▶ _Daftar Tugas_
1. Menurut kutipan tentang sampah menjadi listrik, Herri Trilaksana adalah dosen dalam bidang apa dan di universitas mana?
2. Tulis ulang tanpa perubahan bagian kutipan tentang sampah menjadi listrik, mulai dari "MEPNews.id Sampah merupakan salah" dan berakhir pada "listrik dari sampah.".

▶ _Kutipan Teks_

# # # # #

Ubah Sampah Jadi Listrik

MEPNews.id Sampah merupakan salah satu masalah besar di dunia, termasuk di Indonesia. Kebiasaan masyarakat membuang sampah sembarangan dan pengelolaan yang tidak benar membuat lingkungan menjadi kotor. Contohnya di daerah Jember sebagai salah satu lokasi KKN (Kuliah Kerja Nyata). Banyak orang-orang desa membuang sampah di sungai yang akhirnya mengotori laut.

Hal itulah yang melatar belakangi Herri Trilaksana, S.Si., M.Si., Ph.D, dosen Fisika Universitas Airlangga, bersama dengan tim mahasiswanya (Andri Wahyudianto, Tabitha Pamela Chrisolite, dan Rifki Ferdiansyah) membuat inovasi menghasilkan listrik dari sampah.

Sampah yang dipilih yakni yang dapat diolah untuk menghasilkan gas sintetik. Gas sintetik adalah gas ikatan kimia rantai sederhana seperti karbon monoksida dan gas hidrogen yang mudah dibakar melalui mesin combustion.

# # # # #

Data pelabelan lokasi
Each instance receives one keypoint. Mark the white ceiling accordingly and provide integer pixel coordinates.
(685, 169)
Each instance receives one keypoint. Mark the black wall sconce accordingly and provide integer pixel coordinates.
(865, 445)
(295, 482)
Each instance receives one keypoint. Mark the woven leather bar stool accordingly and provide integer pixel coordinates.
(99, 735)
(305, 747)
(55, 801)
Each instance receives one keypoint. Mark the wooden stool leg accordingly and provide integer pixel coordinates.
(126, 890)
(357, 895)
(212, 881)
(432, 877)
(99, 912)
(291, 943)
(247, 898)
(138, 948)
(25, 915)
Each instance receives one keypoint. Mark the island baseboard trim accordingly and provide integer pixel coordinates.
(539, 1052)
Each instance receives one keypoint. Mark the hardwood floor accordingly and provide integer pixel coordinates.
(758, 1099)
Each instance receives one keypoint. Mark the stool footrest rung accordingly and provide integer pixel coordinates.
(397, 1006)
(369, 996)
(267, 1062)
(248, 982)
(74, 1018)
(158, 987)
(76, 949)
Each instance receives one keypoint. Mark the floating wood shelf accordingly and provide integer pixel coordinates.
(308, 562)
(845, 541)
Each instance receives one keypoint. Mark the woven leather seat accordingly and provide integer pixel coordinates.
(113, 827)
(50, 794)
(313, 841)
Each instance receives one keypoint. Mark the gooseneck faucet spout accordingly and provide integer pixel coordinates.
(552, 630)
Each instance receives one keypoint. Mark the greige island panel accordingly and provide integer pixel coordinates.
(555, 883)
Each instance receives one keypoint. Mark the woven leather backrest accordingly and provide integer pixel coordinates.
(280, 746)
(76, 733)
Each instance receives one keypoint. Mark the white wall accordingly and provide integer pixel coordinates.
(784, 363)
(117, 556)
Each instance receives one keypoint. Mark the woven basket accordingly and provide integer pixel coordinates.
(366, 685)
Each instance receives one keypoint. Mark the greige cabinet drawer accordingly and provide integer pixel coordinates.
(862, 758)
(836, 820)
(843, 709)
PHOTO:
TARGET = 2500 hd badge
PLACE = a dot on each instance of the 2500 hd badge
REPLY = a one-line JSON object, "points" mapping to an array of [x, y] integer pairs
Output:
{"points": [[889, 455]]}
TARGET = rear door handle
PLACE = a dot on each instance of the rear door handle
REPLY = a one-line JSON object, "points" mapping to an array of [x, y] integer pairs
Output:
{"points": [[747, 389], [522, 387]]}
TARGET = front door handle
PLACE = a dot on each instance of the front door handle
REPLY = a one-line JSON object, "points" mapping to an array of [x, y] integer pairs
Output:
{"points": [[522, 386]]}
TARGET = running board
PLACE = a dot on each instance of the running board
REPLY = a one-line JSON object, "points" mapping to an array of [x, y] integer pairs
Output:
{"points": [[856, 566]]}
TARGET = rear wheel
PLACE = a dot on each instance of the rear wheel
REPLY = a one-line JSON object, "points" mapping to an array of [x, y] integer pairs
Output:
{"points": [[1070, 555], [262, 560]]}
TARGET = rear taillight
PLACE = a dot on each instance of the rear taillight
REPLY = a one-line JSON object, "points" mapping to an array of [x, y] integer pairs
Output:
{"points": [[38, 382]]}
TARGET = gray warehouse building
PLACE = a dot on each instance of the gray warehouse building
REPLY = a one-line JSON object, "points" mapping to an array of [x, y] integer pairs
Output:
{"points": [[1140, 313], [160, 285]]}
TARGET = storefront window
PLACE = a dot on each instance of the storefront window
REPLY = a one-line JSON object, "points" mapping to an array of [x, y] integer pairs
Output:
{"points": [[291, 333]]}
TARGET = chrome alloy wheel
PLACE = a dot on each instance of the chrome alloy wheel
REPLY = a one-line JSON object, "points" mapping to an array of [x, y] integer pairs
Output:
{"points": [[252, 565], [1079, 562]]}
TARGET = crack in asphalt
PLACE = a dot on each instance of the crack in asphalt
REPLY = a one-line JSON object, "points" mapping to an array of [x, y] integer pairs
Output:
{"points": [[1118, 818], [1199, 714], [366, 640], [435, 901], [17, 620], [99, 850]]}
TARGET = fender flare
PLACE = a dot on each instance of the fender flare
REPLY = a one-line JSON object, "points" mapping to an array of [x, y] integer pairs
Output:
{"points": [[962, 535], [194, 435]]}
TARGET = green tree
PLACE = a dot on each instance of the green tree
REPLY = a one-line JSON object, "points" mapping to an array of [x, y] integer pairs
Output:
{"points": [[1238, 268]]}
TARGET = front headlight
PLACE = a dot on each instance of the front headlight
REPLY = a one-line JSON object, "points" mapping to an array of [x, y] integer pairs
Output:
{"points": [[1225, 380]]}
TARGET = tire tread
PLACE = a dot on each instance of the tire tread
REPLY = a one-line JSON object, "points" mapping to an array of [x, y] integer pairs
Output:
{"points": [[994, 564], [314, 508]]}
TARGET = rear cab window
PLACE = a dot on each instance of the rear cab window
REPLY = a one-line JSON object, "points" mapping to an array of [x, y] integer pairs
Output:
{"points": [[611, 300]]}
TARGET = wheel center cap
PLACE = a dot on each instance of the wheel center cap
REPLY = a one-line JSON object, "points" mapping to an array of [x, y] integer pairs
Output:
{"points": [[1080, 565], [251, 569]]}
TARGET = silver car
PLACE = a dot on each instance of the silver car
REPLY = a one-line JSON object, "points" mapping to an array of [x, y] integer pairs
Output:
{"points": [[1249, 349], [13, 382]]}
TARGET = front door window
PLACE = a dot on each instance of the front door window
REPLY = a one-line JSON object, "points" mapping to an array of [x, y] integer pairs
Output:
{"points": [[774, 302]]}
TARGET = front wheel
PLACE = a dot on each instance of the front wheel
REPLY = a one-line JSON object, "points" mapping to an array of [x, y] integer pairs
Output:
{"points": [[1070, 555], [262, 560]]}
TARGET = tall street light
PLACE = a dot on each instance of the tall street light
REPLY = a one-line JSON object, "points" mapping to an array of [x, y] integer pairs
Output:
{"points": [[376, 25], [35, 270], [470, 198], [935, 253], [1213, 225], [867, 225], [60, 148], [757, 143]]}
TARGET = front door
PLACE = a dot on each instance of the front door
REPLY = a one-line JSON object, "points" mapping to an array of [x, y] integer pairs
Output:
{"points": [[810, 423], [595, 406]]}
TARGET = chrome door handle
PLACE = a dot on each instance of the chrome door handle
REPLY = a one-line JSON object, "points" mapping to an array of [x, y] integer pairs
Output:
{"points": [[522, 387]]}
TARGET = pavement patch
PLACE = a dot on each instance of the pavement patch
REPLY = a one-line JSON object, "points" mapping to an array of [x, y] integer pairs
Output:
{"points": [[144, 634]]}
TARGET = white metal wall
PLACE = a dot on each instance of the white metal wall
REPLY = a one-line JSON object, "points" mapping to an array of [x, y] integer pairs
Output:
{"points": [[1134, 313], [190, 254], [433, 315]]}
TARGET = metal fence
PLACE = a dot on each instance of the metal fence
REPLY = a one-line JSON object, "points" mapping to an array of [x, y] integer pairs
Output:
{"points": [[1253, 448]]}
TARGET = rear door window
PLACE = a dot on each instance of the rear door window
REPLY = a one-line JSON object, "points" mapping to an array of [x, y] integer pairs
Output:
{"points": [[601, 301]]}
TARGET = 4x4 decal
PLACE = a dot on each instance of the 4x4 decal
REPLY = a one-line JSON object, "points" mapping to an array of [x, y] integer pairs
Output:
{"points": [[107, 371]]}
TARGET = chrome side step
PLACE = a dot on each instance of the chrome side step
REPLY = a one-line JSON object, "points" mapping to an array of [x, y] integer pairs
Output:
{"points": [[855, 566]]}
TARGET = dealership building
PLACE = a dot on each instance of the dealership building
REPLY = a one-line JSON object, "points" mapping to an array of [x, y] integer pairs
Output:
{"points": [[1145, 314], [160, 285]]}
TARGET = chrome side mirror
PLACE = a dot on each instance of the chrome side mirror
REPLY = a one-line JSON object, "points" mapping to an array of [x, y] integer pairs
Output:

# # # # #

▶ _Jawaban_
1. Dosen Fisika di Universitas Airlangga.

2.
MEPNews.id Sampah merupakan salah satu masalah besar di dunia, termasuk di Indonesia. Kebiasaan masyarakat membuang sampah sembarangan dan pengelolaan yang tidak benar membuat lingkungan menjadi kotor. Contohnya di daerah Jember sebagai salah satu lokasi KKN (Kuliah Kerja Nyata). Banyak orang-orang desa membuang sampah di sungai yang akhirnya mengotori laut.

Hal itulah yang melatar belakangi Herri Trilaksana, S.Si., M.Si., Ph.D, dosen Fisika Universitas Airlangga, bersama dengan tim mahasiswanya (Andri Wahyudianto, Tabitha Pamela Chrisolite, dan Rifki Ferdiansyah) membuat inovasi menghasilkan listrik dari sampah.